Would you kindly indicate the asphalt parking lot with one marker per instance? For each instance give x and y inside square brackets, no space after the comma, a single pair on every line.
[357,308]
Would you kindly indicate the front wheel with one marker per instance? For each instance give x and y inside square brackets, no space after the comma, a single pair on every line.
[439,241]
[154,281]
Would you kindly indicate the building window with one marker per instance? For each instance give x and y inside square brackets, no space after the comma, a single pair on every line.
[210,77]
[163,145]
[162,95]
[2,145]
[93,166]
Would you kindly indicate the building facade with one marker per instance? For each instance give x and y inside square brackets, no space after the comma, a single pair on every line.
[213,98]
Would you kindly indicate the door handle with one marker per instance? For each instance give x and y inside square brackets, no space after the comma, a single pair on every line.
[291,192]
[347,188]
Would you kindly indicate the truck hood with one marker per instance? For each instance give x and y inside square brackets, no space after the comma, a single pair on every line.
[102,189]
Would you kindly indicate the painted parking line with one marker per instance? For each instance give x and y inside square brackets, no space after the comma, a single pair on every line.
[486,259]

> **EXERCISE GOAL**: All of the entries above should be transcribed exactly, line for line.

> **COMPLETED TASK**:
Would you kindly indicate the asphalt parking lot with one marker per instance? For each instance give x and y inside square brackets, no space after the comma, a single pair on every line.
[357,308]
Would you kindly indicate the front wheel with one marker per instance? For each instance give x and y inside square brackets, no space after the comma, a single pair on every line.
[439,241]
[154,281]
Would you kindly indicate the building window with one marker per instance? For each instance give x and y inside square brackets, no space after the comma, a single pair on every line.
[210,77]
[163,145]
[162,95]
[2,145]
[93,166]
Would you kindly indicate the building facade with one marker per instance? For each instance give x and y inside square brackets, no space after the comma, a single pair on every line.
[213,98]
Would you kindly indicate the door handle with one marker per instance? For each instance give x and y inside square brackets, no space after the comma, a single pair on every line.
[291,192]
[347,188]
Would you kindly indicate the truck hood with one marker per instance? For each instance give x and y inside square brackets, no space after the comma, a single pair on every line.
[102,189]
Would you kindly indicate the painted parking line with one marker per instance? For each instance give x and y inside square brackets, no space after the comma, a single pair on every line.
[486,259]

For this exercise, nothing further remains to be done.